I appreciated the opportunity to work on the Digital Humanities Capstone this semester. I chose to study vaccine misinformation visualizations throughout history. I have always been interested in misinformation visualizations, or images that convey mis- or disinformation. I chose to analyze misinformation visualizations about three vaccines: the smallpox vaccine, the MMR (mumps, measles and rubella) vaccine and the COVID-19 vaccine. I found the misinformation visualizations about the smallpox vaccine on archives. I largely found the misinformation visualizations about the MMR vaccine and the COVID-19 vaccine on social media. While this research was rewarding and I am proud of my progress, I had a few issues. However, I was able to build a timeline and write an academic paper.
Overall, I was presented with two major difficulties: removal of images and reposting. Because some social media sites such as Facebook and Twitter have removed the accounts of people who spread misinformation, or posts that spread misinformation, it was difficult to find the most popular images. Although this removal was beneficial-removing misinformation posts is one step in the process of combatting misinformation-it also resulted in some difficulty. I also struggled when building the timeline: initially, I wanted to discuss the first time that these images were posted, and their designer or artist. However, once again, this was difficult due to posting. Although I also tried to reverse-image-search, it was hard to find when these images originated online. Therefore, I spent a lot of time searching for the first date that these images were posted before largely dismissing the dates in favor of discussing the images and the misinformation perpetuated, or the negative effects of believing this misinformation. Once again, this is not a major issue.

Dataset content:
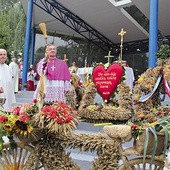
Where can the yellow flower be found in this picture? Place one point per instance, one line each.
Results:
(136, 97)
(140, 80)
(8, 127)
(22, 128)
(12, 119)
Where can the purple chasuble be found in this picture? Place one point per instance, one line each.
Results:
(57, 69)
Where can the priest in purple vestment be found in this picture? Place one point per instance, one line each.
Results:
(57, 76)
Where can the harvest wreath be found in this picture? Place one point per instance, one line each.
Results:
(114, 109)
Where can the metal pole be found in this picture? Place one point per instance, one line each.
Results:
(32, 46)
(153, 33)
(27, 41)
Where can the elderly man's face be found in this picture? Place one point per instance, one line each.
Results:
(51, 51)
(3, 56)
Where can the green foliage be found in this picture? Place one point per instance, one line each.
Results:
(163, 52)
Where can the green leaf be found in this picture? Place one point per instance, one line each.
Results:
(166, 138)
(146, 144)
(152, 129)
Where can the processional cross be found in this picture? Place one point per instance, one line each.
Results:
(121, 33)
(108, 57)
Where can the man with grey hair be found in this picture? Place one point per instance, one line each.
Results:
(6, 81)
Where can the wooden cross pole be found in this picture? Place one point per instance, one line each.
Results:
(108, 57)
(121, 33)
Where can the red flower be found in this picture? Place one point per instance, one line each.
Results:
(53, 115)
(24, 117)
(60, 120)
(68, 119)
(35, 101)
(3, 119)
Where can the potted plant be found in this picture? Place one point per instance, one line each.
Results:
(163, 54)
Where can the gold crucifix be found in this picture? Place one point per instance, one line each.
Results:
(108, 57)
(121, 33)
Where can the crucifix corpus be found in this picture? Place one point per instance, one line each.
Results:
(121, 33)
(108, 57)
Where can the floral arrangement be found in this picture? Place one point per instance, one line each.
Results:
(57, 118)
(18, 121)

* * *

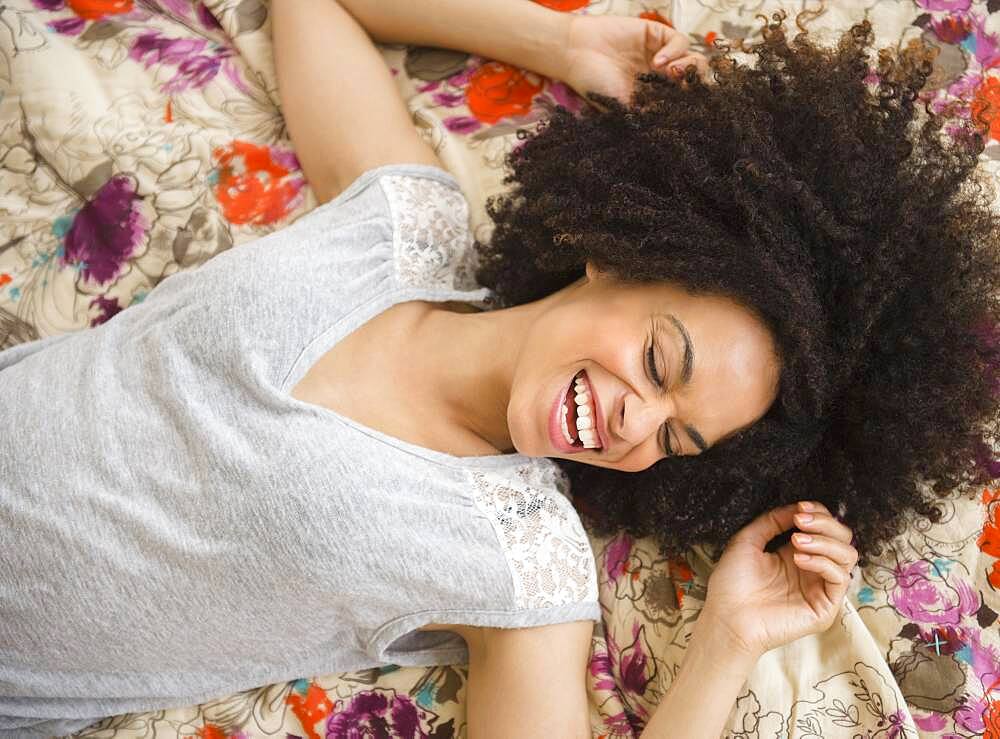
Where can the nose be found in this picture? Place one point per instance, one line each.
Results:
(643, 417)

Requirement 1: Reproduce the capstone reflection word for word, starting at "I appreciated the" and ending at "an academic paper.".
Requirement 2: In the capstone reflection, which three vaccines had misinformation visualizations that were analyzed?
Requirement 3: Based on the capstone reflection, answer yes or no to each statement, and quote the words that decide it: (a) The misinformation visualizations about the smallpox vaccine were found mostly on social media. (b) A reverse-image search made it easy to find when the images first appeared online. (c) Facebook and Twitter have removed posts that spread misinformation.

Written solution 1:
I appreciated the opportunity to work on the Digital Humanities Capstone this semester. I chose to study vaccine misinformation visualizations throughout history. I have always been interested in misinformation visualizations, or images that convey mis- or disinformation. I chose to analyze misinformation visualizations about three vaccines: the smallpox vaccine, the MMR (mumps, measles and rubella) vaccine and the COVID-19 vaccine. I found the misinformation visualizations about the smallpox vaccine on archives. I largely found the misinformation visualizations about the MMR vaccine and the COVID-19 vaccine on social media. While this research was rewarding and I am proud of my progress, I had a few issues. However, I was able to build a timeline and write an academic paper.

Written solution 2: The smallpox vaccine, the MMR (mumps, measles and rubella) vaccine and the COVID-19 vaccine.

Written solution 3:
(a) No: "I found the misinformation visualizations about the smallpox vaccine on archives."
(b) No: "Although I also tried to reverse-image-search, it was hard to find when these images originated online."
(c) Yes: "some social media sites such as Facebook and Twitter have removed the accounts of people who spread misinformation, or posts that spread misinformation"